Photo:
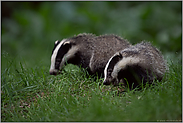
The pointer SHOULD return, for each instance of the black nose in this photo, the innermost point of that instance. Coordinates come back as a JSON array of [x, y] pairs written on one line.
[[53, 72]]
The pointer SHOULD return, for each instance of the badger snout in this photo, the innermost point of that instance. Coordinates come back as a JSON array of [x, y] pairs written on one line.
[[53, 72], [106, 82]]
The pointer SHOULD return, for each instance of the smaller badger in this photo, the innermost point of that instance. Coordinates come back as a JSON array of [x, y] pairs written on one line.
[[86, 50], [136, 64]]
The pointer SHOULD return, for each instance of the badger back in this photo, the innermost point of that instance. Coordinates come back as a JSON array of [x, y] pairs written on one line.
[[70, 51]]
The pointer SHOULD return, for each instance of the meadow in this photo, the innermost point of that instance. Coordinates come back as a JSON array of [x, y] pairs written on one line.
[[29, 93]]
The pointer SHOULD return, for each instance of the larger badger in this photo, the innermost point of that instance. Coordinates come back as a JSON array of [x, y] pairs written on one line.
[[86, 50], [136, 64]]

· · · ·

- [OBJECTIVE]: Starting at the line containing "The pointer SHOULD return, for each instance of the larger" and ending with the last of the entries, rewrite those lines with "larger" swapped for "bigger" and everything else left as it is.

- [RESPONSE TO THIS TASK]:
The pointer SHOULD return, for each instance of the bigger badger in this photo, the innermost point of that instance. Coordinates come back as a JSON array of [x, y] pairs written on one line.
[[86, 50], [136, 64]]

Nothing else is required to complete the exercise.